>> BEGIN Text provided

Mark Shriner [10:55]

No, They're talked about in pretty much every blog post or LinkedIn post or these. Give me an example of you don't have to give me the company name of something that just they got it totally wrong and went sideways.

Shira Abel [11:12]

There was a recent one, with an advertising, from I can't, can't do it without giving the name, so it's that's hard. There are other large, okay, I'll give you the situation, change. I'll give you the situation. You have an enterprise. They've been around a really long time. They're used to getting everything because they've been around a really long time, then things start to shift, and there are newcomers that come up in the market, and they aren't doing the new things. They're not doing Account Based Marketing, which isn't new, actually, but because they've been able to be transactional for so long, they never built relationships that, that is, I don't want to put the name out there, but I would say one of the largest players in San Francisco, that's one of the situations that they currently have. They didn't put the places in, the pieces in place to be able to build the relationships. So instead of having relationships, they have very transactional situations, which means no loyalty on the side of the customer and other incumbents have been able to come in over time, and they are still the leader in the space, but they may not be in the future.

>> END Text provided

**Written task A**
Tally how many lines of the records contain the string "book" and reply with that number alone.
**Written task B**
Carry on the conversation about enterprise marketing and customer relationships, picking up right after its final sentence.

>> BEGIN Material for this exercise

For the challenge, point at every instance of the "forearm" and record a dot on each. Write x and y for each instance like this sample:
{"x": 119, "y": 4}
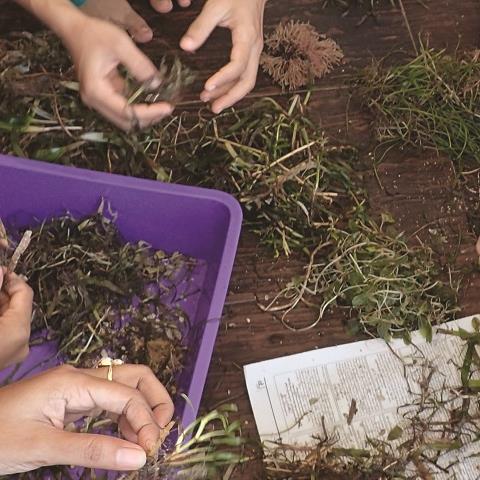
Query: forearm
{"x": 61, "y": 16}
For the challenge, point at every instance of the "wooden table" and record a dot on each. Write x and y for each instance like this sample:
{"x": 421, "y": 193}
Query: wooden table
{"x": 418, "y": 189}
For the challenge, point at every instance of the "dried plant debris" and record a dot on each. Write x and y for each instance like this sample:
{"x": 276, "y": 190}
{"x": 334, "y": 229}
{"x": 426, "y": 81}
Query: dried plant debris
{"x": 97, "y": 295}
{"x": 296, "y": 55}
{"x": 297, "y": 188}
{"x": 438, "y": 430}
{"x": 290, "y": 181}
{"x": 431, "y": 102}
{"x": 346, "y": 5}
{"x": 172, "y": 81}
{"x": 389, "y": 287}
{"x": 20, "y": 250}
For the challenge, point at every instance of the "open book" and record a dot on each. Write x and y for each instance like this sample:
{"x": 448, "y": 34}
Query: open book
{"x": 362, "y": 391}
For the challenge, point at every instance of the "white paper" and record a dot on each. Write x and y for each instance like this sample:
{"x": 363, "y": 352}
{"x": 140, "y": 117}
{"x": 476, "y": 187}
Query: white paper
{"x": 296, "y": 397}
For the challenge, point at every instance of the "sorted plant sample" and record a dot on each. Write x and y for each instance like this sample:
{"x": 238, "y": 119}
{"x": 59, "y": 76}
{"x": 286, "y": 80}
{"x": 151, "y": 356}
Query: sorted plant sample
{"x": 98, "y": 296}
{"x": 279, "y": 166}
{"x": 209, "y": 447}
{"x": 431, "y": 102}
{"x": 173, "y": 80}
{"x": 296, "y": 55}
{"x": 436, "y": 436}
{"x": 392, "y": 288}
{"x": 297, "y": 189}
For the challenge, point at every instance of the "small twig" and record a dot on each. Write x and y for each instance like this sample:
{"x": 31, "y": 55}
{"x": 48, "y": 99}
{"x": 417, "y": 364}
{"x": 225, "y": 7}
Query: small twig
{"x": 20, "y": 250}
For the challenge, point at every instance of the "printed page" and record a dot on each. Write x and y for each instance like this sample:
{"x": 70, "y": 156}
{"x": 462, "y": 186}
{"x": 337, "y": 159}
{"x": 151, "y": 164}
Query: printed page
{"x": 354, "y": 391}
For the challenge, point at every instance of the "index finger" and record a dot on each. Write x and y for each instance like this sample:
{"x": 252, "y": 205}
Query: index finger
{"x": 241, "y": 51}
{"x": 142, "y": 378}
{"x": 119, "y": 399}
{"x": 117, "y": 109}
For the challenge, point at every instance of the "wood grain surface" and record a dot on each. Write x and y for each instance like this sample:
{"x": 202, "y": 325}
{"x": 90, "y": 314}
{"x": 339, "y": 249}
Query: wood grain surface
{"x": 420, "y": 190}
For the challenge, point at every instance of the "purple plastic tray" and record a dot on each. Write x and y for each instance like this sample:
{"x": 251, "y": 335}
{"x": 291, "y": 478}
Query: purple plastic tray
{"x": 201, "y": 223}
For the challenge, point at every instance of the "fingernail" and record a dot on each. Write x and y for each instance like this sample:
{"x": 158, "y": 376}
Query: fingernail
{"x": 131, "y": 458}
{"x": 187, "y": 43}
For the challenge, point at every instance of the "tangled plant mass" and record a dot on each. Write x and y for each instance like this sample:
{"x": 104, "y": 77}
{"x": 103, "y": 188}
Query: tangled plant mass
{"x": 296, "y": 54}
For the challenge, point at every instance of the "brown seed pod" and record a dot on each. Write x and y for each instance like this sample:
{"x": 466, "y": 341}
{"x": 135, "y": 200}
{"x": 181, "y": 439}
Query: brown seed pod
{"x": 296, "y": 54}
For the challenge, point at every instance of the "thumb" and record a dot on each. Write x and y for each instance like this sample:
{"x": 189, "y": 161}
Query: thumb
{"x": 93, "y": 451}
{"x": 201, "y": 28}
{"x": 21, "y": 295}
{"x": 135, "y": 61}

>> END Material for this exercise

**Written reply A**
2

**Written reply B**
Mark Shriner [12:43]

So, I think there's a really important lesson there in terms of the value and importance of relationships. And it's not just the continued business. I think that, you know, if you have a relationship, you get competitive market intelligence. People tell you they'll share with you. Hey, you know what? We've been approached by these other players, and they're telling us this, what's your solution in there. And some of these old, you know, the top dogs, they'll look down their noses, they're like, Oh! We don't care about these, these upstarts, like, like, the automotive industry reacted to Tesla in the beginning. I mean, I have, I'm friends with some very senior executives in the automotive industry, and they, I was buying Tesla stock, and they were like, Oh! It'll never work. It'll never work. And because Mark, trust me, we know the industry like, you know what that company, you know, love him or hate him, I don't care. You gotta say they changed our world. I mean, now every you know, it's amazing.  

Shira Abel [13:33]

And American manufacturers said the exact same thing when the Japanese manufacturers started to come in, right? Nobody took Toyota seriously? Because, of course, the things that Toyota brought over the first time around, they were so tiny, they were made for Japan, and then gas crisis. Guess what? Toyota's awesome! They took it over.

Mark Shriner [13:52]

And then they move upscale, and now we have Lexuses. So, let's go back. I kind of cut you off because you were starting to talk about the work that you doat the university in the engineering students, and you know, you have to kind of change their perception and awareness talk a little bit more about that.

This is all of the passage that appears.